What this task involves — Set down exactly the lines from the one containing "of the navy" through the last line of the data below, and no others.

Point-per-instance localization data —
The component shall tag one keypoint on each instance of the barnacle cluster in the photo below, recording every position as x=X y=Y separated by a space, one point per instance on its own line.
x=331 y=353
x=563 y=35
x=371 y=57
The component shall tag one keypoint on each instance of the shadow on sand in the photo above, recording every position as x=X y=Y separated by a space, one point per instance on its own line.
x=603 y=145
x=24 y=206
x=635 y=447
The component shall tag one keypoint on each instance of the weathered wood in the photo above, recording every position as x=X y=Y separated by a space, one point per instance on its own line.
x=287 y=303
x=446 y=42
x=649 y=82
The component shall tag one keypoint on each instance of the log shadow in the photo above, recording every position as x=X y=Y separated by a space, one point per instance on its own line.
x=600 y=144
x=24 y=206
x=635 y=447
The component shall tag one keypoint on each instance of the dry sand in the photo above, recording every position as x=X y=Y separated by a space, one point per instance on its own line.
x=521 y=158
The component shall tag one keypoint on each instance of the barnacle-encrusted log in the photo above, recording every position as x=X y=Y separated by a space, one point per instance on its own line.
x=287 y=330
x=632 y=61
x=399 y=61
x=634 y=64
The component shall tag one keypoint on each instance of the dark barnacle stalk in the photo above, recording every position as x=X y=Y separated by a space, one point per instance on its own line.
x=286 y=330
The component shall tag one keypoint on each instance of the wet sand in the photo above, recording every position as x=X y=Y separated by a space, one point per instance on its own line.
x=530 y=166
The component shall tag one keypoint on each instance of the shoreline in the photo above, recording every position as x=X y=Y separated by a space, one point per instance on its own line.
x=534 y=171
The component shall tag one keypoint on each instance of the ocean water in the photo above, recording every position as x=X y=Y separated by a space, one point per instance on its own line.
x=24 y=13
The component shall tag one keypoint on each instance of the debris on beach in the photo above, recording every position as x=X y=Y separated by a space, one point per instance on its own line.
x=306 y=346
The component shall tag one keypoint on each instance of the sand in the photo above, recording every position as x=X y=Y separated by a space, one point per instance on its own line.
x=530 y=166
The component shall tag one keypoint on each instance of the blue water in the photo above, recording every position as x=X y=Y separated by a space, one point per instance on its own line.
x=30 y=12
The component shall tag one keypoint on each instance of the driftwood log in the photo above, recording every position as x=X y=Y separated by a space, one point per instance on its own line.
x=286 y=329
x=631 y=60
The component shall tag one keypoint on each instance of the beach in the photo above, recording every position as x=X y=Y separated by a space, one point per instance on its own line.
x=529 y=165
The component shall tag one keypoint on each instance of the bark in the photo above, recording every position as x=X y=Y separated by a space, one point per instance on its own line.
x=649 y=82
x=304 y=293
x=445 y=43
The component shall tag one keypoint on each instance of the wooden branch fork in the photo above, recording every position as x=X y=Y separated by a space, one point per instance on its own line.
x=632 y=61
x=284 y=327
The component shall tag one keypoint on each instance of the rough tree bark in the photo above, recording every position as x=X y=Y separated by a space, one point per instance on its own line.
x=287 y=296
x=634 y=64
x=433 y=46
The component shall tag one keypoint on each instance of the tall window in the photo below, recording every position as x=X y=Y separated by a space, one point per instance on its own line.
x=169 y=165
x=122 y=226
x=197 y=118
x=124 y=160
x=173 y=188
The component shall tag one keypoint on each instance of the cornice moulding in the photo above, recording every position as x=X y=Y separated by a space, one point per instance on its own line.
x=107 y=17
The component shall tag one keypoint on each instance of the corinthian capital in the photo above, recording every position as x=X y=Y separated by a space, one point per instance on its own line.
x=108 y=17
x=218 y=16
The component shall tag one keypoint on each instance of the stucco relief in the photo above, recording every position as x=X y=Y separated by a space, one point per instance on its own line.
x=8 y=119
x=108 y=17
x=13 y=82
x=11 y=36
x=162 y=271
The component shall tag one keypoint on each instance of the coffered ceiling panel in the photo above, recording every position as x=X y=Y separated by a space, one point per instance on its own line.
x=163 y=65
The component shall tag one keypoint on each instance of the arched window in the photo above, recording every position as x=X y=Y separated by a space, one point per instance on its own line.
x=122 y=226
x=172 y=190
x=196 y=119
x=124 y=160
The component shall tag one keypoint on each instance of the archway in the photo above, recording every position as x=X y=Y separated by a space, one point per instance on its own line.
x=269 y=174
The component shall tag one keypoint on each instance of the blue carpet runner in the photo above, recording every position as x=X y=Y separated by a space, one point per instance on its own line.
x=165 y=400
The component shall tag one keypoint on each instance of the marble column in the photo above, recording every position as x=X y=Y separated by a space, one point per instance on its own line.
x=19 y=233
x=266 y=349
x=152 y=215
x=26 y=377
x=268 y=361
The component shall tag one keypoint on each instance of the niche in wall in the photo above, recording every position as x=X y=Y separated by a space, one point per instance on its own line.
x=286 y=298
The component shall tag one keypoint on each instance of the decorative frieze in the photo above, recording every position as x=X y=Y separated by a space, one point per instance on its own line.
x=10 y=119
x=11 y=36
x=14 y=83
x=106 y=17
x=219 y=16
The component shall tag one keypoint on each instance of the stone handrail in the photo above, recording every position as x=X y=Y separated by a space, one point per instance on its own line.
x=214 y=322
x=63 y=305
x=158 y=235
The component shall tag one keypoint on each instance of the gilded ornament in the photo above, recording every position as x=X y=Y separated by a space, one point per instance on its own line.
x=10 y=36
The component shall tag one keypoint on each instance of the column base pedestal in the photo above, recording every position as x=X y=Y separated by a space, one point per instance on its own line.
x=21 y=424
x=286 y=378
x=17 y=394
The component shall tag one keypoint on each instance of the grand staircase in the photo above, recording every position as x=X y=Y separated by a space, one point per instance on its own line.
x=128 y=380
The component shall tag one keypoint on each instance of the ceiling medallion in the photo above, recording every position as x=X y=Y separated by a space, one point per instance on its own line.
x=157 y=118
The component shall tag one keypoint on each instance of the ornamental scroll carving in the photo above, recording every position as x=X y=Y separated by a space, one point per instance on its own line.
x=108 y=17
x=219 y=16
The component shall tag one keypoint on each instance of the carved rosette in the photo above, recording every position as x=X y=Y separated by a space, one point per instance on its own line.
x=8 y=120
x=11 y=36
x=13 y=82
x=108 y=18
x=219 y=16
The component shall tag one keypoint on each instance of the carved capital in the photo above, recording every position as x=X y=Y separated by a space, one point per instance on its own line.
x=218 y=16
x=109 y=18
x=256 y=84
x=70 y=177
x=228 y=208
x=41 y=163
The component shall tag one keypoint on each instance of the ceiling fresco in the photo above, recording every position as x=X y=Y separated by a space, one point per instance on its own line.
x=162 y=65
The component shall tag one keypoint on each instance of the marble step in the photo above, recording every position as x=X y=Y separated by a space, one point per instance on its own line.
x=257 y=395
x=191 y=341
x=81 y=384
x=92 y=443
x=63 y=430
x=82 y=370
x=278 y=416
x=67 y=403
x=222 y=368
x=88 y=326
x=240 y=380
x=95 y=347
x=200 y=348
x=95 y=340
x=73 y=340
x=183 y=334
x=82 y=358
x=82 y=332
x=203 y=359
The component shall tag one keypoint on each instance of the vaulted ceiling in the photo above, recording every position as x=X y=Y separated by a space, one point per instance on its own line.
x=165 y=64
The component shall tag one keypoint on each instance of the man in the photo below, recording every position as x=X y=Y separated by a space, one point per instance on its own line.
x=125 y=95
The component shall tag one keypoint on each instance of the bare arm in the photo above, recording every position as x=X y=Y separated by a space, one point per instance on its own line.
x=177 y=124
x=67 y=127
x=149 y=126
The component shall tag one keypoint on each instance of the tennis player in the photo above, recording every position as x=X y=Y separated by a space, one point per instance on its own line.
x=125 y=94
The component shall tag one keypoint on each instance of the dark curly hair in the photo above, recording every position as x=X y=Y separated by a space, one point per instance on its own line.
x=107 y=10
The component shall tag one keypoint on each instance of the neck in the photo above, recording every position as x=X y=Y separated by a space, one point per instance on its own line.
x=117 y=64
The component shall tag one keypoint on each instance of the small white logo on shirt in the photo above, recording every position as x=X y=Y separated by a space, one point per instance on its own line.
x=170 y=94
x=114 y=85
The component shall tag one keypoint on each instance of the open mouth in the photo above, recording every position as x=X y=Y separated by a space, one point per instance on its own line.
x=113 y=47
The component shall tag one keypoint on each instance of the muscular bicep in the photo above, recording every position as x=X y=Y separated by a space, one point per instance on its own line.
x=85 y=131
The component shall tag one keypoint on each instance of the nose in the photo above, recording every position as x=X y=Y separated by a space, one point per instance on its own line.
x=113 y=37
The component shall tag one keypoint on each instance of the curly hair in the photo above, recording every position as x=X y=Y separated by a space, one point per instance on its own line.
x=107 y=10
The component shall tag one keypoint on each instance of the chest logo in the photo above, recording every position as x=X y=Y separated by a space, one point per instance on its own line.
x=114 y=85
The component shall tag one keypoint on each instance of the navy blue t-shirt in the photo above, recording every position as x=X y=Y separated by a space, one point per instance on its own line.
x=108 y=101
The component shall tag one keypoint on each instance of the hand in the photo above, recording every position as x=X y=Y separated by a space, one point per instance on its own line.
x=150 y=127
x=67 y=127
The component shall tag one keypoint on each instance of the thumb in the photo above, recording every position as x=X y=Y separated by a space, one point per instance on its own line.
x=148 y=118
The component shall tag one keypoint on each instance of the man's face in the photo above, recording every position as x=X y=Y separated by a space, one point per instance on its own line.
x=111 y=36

Result —
The component shall tag one keypoint on each instance of the navy blue t-shirt in the photo above, recording every position as x=X y=Y separated by a space, one point per instance on its own line.
x=108 y=101
The component shall tag one keypoint on each instance of the hand in the photo above, recording every position as x=X y=Y separated by a space, one point per instance on its own line.
x=150 y=127
x=67 y=127
The component shall tag one keypoint on each instance of the thumb in the photo above, recording every position as x=X y=Y separated by a space, one point per instance on its own line.
x=148 y=118
The component shall tag one keypoint on each instance of the man's face in the photo above, recording every position as x=X y=Y separated by a space, one point per instance on its own line.
x=111 y=36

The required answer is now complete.